Reproduce every line of the material from its first line through the line containing "[[[161,15],[160,35],[165,39],[174,38],[174,15]]]", shifting each coordinate in the outlines by adding 58 to it.
** BEGIN **
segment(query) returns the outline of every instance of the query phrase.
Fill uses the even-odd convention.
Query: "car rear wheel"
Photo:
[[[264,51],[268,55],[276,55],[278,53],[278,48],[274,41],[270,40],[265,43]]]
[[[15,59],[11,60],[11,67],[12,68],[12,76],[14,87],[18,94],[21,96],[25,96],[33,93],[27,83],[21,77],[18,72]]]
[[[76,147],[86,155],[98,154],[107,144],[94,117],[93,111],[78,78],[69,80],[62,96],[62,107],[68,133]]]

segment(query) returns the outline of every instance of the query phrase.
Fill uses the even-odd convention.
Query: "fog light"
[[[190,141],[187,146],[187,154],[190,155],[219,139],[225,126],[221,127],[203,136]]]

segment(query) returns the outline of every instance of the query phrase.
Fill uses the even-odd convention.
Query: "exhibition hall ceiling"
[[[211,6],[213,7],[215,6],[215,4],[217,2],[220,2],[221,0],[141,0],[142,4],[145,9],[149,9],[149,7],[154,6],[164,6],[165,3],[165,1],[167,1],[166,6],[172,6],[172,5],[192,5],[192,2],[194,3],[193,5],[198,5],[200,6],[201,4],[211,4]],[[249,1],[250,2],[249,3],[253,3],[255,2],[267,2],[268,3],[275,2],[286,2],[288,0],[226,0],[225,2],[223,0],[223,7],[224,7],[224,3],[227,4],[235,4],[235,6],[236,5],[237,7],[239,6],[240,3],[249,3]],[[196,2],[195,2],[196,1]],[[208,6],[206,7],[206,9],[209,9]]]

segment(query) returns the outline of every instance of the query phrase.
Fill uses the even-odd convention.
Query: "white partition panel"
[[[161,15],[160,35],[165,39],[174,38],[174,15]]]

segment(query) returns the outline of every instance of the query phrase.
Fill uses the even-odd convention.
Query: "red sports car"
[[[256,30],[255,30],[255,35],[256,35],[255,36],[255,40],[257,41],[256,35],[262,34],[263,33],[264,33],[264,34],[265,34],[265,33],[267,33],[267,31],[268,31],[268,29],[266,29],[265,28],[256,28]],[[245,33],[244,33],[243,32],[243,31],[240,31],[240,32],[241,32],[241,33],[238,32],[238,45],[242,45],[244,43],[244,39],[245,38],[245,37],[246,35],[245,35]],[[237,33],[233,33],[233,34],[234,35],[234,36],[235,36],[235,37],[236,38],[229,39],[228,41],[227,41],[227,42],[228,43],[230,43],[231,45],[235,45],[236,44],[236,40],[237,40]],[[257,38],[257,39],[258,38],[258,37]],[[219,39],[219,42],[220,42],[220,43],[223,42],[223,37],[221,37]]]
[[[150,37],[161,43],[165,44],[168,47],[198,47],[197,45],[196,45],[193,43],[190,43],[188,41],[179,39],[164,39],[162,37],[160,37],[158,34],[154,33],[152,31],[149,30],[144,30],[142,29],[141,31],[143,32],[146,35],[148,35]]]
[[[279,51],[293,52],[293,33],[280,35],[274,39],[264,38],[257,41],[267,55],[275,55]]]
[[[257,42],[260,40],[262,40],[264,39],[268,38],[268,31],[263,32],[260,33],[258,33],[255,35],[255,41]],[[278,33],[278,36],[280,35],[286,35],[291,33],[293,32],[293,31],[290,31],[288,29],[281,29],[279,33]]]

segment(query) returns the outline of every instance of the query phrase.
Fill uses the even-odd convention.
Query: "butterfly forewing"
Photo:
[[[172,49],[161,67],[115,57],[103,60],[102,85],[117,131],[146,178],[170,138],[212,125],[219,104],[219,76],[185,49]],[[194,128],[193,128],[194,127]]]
** END **
= Result below =
segment(query) returns the outline of every instance of the query phrase.
Fill uses the even-odd convention.
Query: "car rear wheel"
Photo:
[[[322,109],[326,113],[334,113],[336,111],[336,106],[332,99],[328,98],[323,101]]]
[[[73,117],[69,118],[69,125],[70,126],[70,134],[72,145],[76,152],[79,154],[83,154],[91,151],[85,141],[79,135],[76,130]]]
[[[134,205],[144,213],[156,212],[165,202],[152,175],[151,169],[136,136],[127,138],[120,154],[120,165],[126,191]]]

segment(query) returns the outline of every instance of the query phrase.
Fill uses the even-odd convention.
Query: "fog light"
[[[248,199],[245,204],[245,212],[248,213],[277,197],[283,184],[279,185],[261,194]]]

segment(query) returns the outline of every instance of the query phrase.
Fill uses the even-odd convention.
Query: "exhibition hall ceiling"
[[[269,64],[271,65],[273,64],[273,62],[275,60],[278,60],[279,58],[199,58],[200,62],[203,67],[207,67],[207,65],[212,64],[222,64],[223,61],[223,59],[225,59],[224,64],[230,64],[230,63],[250,63],[250,60],[252,61],[251,63],[256,63],[258,64],[259,62],[269,62]],[[307,59],[308,60],[307,61],[311,61],[313,60],[325,60],[326,61],[333,60],[344,60],[346,58],[284,58],[283,60],[281,58],[281,65],[282,65],[282,61],[285,62],[293,62],[293,64],[294,63],[295,65],[297,64],[298,61],[307,61]],[[254,60],[253,60],[254,59]],[[266,64],[264,65],[264,67],[267,67]]]

segment(query) returns the outline of every instance of the query phrase.
Fill uses the even-odd convention.
Query: "white partition panel"
[[[219,73],[218,93],[223,97],[232,96],[232,73]]]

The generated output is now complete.